**Requirement 1**
Return, word for word, the part of the data storage page that opens with the words containing "RAM, or random" and closes with "volatility of RAM.".
**Requirement 2**
Supply the next part of the data storage page, picking up right after its last sentence.

**Document extract**
****************
06: Storage

Storage #


Storage is a fundamental component of the data engineering lifecycle and is essential for all its major stages, including ingestion, transformation, and serving. Layers of storage:

Raw

  • HDD
  • SSD
  • RAM
  • Networking
  • Serialization
  • Compression
  • CPU

Systems

  • HDFS
  • RDBMS
  • Cache/memory-based storage
  • Object storage
  • Streaming storage

Abstractions

  • Data lake
  • Data platfrom
  • Data lakehouse
  • Cloud data warehouse

Raw Ingredients of Data Storage #


Magnetic Disk Drive #

Magnetic disks store data using a ferromagnetic film that is magnetized by a read/write head. Despite being cheaper than SSDs per gigabyte of stored data, they have limitations such as slower transfer speed, seek time, rotational latency, and lower input/output operations per second (IOPS).

Disk transfer speed, the rate at which data can be read and written, does not scale in proportion with disk capacity. Data center magnetic drives have a maximum data transfer speed of 200-300 MB/s, meaning it would take over 20 hours to read a 30 TB magnetic drive at a speed of 300 MB/s.

However, they are still used in data centers due to their low storage costs and ability to sustain high transfer rates through parallelism.

Solid-State Drive #

SSDs store data as charges in flash memory cells, eliminating mechanical components. They can access random data in less than 0.1 ms and support transfer speeds of many gigabytes per second and tens of thousands of IOPS. SSDs are revolutionizing transactional databases, but they are not yet the default option for high-scale analytics data storage due to cost. Commercial SSDs cost nearly 10 times more per capacity than a magnetic drive.

Random Access Memory #

RAM, or random access memory, is a high-speed, volatile memory that is mapped into CPU address space and stores the code that CPUs execute and the data that this code directly processes. Data retrieval latency is 1,000 times faster than SSD. However, RAM is significantly more expensive than SSD storage, at roughly $10/GB. Data engineers must always keep in mind the volatility of RAM.
****************
**Given entries**
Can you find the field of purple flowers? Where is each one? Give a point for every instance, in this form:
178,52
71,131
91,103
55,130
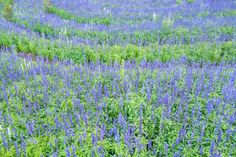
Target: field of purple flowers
117,78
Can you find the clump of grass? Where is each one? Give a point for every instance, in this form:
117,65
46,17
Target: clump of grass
47,4
8,10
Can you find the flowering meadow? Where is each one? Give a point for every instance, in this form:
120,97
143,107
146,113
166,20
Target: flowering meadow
120,78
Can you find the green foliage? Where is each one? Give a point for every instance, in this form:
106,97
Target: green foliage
200,52
68,16
7,9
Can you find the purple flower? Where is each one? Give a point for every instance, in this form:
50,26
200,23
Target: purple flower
67,152
103,132
212,147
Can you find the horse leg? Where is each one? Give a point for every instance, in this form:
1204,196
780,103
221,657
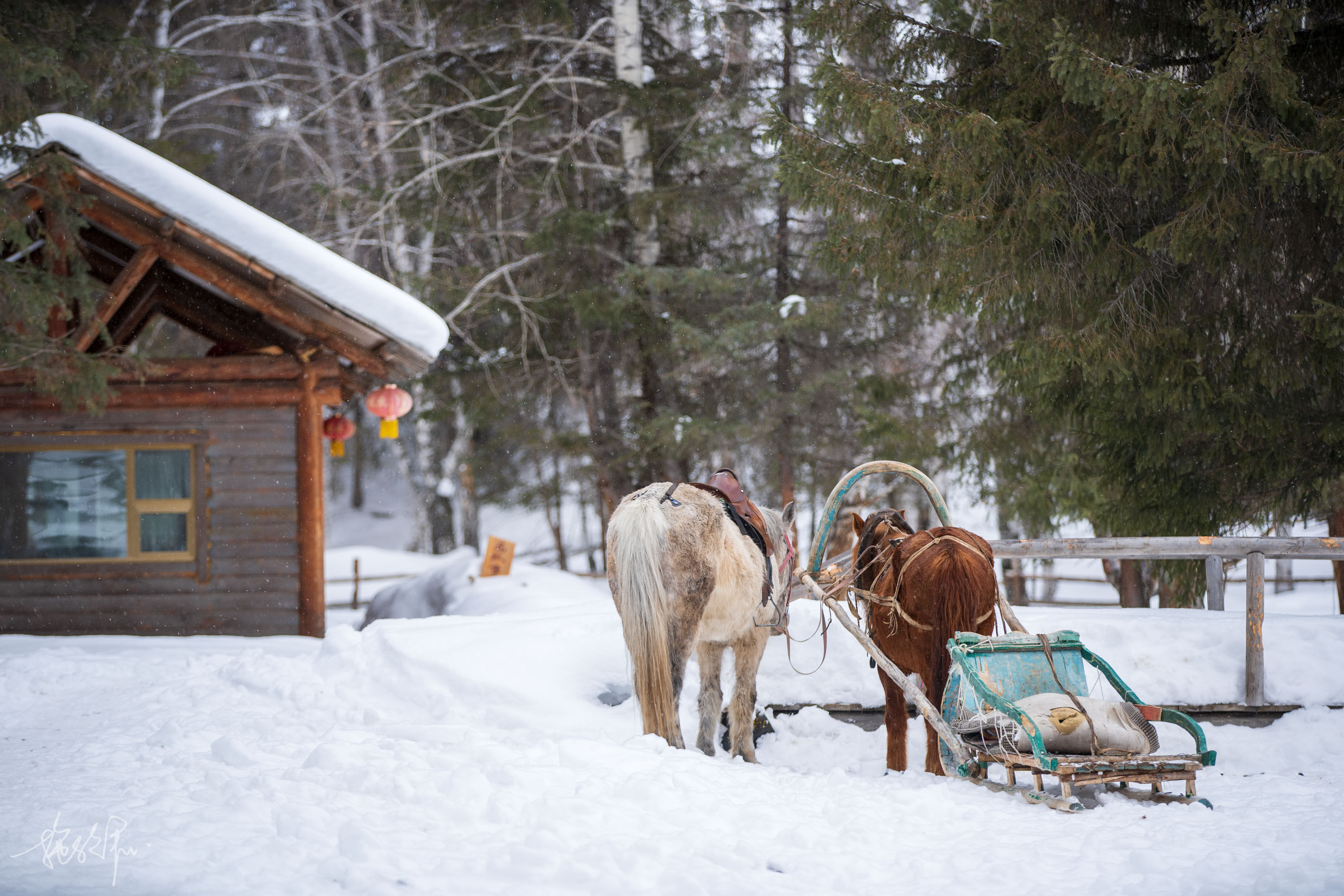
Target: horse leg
746,660
710,656
933,762
896,720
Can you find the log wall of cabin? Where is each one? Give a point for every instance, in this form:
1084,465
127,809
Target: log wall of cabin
250,538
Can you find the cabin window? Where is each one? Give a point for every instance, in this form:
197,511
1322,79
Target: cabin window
135,503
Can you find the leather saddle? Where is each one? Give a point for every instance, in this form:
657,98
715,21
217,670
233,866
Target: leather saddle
746,515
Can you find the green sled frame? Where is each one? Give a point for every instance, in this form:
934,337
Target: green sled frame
1007,668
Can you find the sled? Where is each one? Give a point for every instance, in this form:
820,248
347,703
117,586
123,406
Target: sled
1000,671
1007,668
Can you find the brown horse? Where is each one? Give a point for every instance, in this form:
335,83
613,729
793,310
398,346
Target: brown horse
926,586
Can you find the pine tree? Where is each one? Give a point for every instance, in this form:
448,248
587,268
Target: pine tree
1143,210
70,57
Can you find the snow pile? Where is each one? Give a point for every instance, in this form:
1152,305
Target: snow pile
456,587
478,754
203,206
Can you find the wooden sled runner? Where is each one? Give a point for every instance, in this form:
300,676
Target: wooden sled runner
1000,671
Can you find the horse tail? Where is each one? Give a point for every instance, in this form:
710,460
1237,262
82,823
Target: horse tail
642,532
965,582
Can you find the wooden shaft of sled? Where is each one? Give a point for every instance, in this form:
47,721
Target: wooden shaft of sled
908,687
1254,629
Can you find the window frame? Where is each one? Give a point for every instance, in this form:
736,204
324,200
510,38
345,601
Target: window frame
129,443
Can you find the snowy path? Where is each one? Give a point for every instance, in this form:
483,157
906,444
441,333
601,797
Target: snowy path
472,755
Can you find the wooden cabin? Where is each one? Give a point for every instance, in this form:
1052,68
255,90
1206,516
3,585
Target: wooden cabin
194,504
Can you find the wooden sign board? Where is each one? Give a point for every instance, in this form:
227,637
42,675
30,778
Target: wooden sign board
499,558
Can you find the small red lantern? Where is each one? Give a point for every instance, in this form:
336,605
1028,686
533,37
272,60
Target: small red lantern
388,404
338,429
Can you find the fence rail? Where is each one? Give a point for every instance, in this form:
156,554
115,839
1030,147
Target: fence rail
1211,550
1171,548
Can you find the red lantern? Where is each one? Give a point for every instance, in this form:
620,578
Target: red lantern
338,429
388,404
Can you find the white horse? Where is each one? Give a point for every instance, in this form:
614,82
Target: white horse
683,575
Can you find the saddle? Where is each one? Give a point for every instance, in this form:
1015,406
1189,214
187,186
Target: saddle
744,513
725,485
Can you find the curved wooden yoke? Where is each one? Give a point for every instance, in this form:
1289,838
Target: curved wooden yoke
847,481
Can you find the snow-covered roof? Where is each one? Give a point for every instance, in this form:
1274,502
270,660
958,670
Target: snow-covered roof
283,250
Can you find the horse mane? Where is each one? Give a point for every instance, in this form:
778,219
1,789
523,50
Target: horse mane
948,586
869,542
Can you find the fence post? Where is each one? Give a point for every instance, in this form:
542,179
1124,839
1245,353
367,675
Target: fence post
1131,587
1254,629
1214,577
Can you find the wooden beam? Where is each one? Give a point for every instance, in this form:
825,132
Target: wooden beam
1214,579
229,394
1256,629
117,293
312,542
249,295
1194,547
203,370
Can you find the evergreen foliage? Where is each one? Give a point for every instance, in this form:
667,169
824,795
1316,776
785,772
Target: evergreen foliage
70,57
1142,209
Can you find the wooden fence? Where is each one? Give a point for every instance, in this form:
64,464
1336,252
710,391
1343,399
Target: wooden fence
1213,551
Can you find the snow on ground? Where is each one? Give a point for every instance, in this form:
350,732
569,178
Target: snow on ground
475,754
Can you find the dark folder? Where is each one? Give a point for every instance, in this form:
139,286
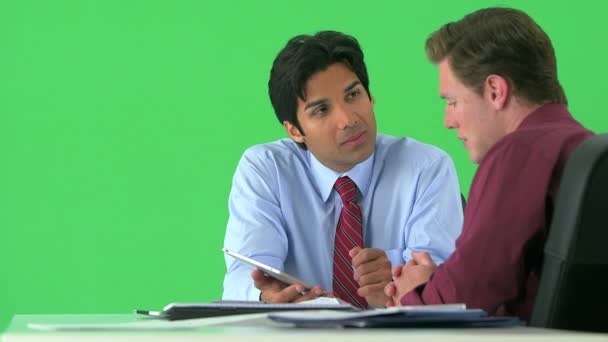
****************
**Final answer 1**
RAM, or random access memory, is a high-speed, volatile memory that is mapped into CPU address space and stores the code that CPUs execute and the data that this code directly processes. Data retrieval latency is 1,000 times faster than SSD. However, RAM is significantly more expensive than SSD storage, at roughly $10/GB. Data engineers must always keep in mind the volatility of RAM.

**Final answer 2**
Networking and CPU #

Storage systems are distributed to enhance performance, durability, and availability. Clusters of disks parallelize reads for significant performance scaling. Cloud object storage clusters operate at a much larger scale, with disks distributed across a network and multiple data centers and availability zones.

Availability zones in cloud computing provide independent resources to enhance the availability and durability of data. Network device performance and topology are essential for achieving high performance.

Serialization #

Serialization is the process of converting data into a standard format for storage or transmission. Serialization formats, such as XML, JSON, or CSV, provide a standard of data exchange. Databases use row-oriented or columnar serialization. Data engineers should be familiar with popular serialization practices and formats, such as Apache Parquet and Apache Arrow.

Compression #

Compression reduces the size of data, which has three main advantages in storage systems: it takes up less space on disk, increases scan speed, and improves network performance. Disadvantage is increased resource consumption to read or write data due to compression and decompression.

Caching #

Caching is the concept of storing frequently or recently accessed data in a fast access layer, while less frequently accessed data is stored in cheaper, slower storage. Most practical data systems rely on many cache layers, ranging from CPU caches to RAM, SSDs, and cloud object storage, each with varying performance characteristics.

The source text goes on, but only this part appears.